EXCERPTED DATA:
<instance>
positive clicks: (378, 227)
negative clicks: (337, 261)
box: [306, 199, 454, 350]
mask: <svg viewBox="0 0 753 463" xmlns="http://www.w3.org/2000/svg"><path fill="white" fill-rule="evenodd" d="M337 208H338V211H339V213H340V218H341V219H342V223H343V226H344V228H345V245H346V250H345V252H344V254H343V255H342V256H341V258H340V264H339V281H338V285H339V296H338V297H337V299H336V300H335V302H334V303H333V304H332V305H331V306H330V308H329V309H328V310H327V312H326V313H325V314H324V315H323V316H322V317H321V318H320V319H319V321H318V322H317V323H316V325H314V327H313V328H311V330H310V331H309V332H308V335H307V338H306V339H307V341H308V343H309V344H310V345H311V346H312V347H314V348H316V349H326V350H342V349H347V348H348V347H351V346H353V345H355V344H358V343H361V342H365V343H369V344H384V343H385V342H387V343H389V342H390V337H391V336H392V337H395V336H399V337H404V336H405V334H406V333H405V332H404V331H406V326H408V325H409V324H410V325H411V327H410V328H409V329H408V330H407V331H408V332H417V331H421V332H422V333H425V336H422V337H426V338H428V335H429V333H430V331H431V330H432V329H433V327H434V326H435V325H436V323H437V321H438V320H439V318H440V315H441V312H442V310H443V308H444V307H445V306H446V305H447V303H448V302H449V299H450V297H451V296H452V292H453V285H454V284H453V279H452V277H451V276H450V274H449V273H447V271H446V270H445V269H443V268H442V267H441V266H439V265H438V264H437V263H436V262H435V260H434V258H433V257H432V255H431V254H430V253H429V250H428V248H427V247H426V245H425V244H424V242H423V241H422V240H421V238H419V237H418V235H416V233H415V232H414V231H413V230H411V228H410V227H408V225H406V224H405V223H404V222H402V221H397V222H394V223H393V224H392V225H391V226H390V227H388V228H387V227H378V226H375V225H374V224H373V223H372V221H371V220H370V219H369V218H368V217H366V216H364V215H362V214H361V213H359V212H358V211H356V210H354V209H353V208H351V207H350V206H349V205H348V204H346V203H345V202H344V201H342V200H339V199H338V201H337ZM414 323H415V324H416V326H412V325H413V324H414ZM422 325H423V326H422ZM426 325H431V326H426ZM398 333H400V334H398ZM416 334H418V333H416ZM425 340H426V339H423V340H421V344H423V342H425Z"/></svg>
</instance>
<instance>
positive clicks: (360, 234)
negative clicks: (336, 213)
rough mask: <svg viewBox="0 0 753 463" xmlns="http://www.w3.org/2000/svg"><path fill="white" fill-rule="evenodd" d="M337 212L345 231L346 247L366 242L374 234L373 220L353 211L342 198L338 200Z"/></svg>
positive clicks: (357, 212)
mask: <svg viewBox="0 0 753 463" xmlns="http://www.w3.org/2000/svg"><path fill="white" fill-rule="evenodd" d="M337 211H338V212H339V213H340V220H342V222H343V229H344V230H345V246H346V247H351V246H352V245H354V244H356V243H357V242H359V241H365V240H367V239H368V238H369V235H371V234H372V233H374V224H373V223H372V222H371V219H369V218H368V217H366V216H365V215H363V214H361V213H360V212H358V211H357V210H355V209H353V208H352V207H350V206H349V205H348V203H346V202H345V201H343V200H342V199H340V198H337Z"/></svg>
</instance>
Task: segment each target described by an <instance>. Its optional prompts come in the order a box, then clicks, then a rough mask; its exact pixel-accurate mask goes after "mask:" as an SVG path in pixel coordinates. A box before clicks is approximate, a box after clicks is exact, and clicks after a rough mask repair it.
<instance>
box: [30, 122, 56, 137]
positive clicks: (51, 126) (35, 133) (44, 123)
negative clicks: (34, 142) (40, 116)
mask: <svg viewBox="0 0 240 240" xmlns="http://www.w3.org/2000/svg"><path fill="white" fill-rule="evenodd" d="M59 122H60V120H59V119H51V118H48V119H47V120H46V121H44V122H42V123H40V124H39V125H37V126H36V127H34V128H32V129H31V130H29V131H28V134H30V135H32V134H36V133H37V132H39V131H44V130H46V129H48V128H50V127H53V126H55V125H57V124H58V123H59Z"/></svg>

WORK TO BE COMPLETED: Above are records; repeat only the lines starting at the line with "negative clicks: (336, 213)" and ending at the line with "rough mask: <svg", exactly as they appear, both included.

TASK RESULT:
negative clicks: (336, 213)
rough mask: <svg viewBox="0 0 753 463" xmlns="http://www.w3.org/2000/svg"><path fill="white" fill-rule="evenodd" d="M337 212L345 231L346 247L366 242L374 234L373 220L353 211L342 198L338 200Z"/></svg>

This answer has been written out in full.